-- Supplied material --
------------
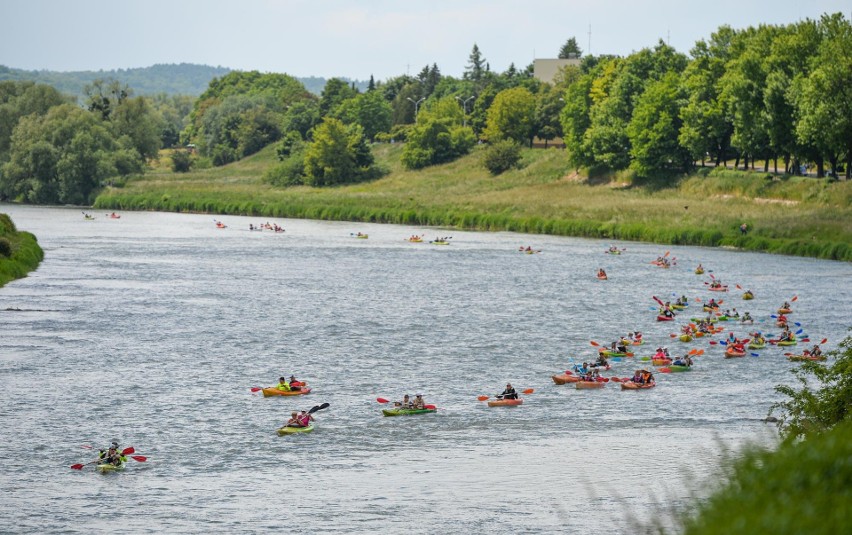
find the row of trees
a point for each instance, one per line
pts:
(757, 94)
(54, 151)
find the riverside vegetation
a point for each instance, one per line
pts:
(19, 251)
(788, 215)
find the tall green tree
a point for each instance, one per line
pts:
(512, 116)
(570, 49)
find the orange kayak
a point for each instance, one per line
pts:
(581, 385)
(273, 391)
(563, 378)
(630, 385)
(506, 402)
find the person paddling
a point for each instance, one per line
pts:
(508, 393)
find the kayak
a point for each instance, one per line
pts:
(406, 412)
(630, 385)
(273, 391)
(611, 353)
(104, 468)
(563, 378)
(292, 430)
(506, 402)
(801, 358)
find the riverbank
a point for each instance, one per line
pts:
(19, 252)
(796, 216)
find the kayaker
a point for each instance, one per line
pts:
(305, 419)
(283, 385)
(405, 403)
(294, 420)
(510, 393)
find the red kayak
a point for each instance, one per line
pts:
(506, 402)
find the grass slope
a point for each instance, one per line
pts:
(26, 253)
(798, 216)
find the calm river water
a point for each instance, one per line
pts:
(152, 329)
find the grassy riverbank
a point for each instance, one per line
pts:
(19, 251)
(797, 216)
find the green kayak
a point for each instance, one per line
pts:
(104, 468)
(290, 430)
(405, 412)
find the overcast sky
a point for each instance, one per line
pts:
(357, 38)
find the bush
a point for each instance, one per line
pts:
(181, 161)
(502, 156)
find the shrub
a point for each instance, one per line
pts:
(501, 156)
(5, 247)
(181, 161)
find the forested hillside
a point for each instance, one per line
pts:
(171, 79)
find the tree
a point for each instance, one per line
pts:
(654, 129)
(476, 66)
(62, 157)
(809, 411)
(570, 49)
(338, 154)
(438, 136)
(335, 92)
(512, 116)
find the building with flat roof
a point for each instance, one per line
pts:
(547, 69)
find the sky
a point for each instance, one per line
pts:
(360, 38)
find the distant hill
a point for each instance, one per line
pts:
(172, 79)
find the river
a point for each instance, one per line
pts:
(152, 329)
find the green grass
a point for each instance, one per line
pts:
(797, 216)
(26, 253)
(802, 487)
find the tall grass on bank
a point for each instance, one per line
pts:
(24, 252)
(799, 216)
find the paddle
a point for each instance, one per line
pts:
(500, 396)
(316, 408)
(125, 451)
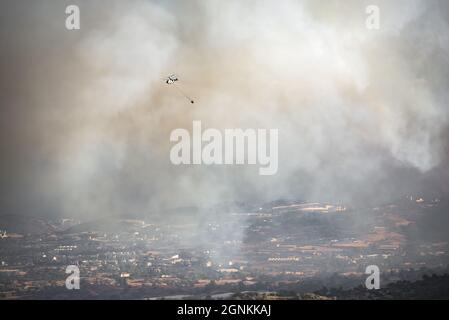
------------
-- What the task requires --
Arrange the data from the line with "find the kayaker" through the end of the data as a two-column CSV with the columns input and output. Each row should pair an input with its output, with each field quoted and its line breaks replaced by spaces, and the pictures left out.

-- Complete output --
input,output
"find the kayaker a point for each instance, one per line pts:","(305, 419) (283, 385) (405, 403) (294, 420) (510, 393)"
"find the red kayak a point for each instance, one per line pts:","(506, 402)"
"find the grass slope a point for each instance, one per line pts:","(26, 253) (798, 216)"
"find the calm river water a point for each instance, one per line pts:","(152, 329)"
"find the grassy riverbank a point for each instance, one per line pts:","(19, 251) (797, 216)"
"find the green kayak a point for each instance, one per line pts:","(104, 468) (290, 430) (405, 412)"
"find the overcast sky a point for each instance, one per line pts:","(357, 38)"
"find the bush a point for each instance, one per line pts:","(181, 161) (502, 156)"
"find the shrub a point for each instance, one per line pts:","(501, 156) (5, 247) (181, 161)"
"find the forested hillside a point for each instance, one per line pts:","(171, 79)"
"find the tree a point for each instance, one per line pts:","(654, 129) (476, 66) (62, 157) (809, 411) (570, 49) (338, 154) (438, 136) (335, 92) (512, 116)"
"find the building with flat roof a point for each instance, one per line pts:","(547, 69)"
"find the sky a point for each instance, one per line pts:","(360, 38)"
"find the distant hill a point for each instance, one per line pts:","(172, 79)"
"find the river a point for each instance, one per line pts:","(152, 329)"
"find the green grass a point for each instance, one per line pts:","(797, 216) (26, 253) (802, 487)"
"find the tall grass on bank a point for each instance, one per line pts:","(24, 252) (799, 216)"
"find the paddle a point for each instance, one per line pts:","(500, 396) (316, 408) (125, 451)"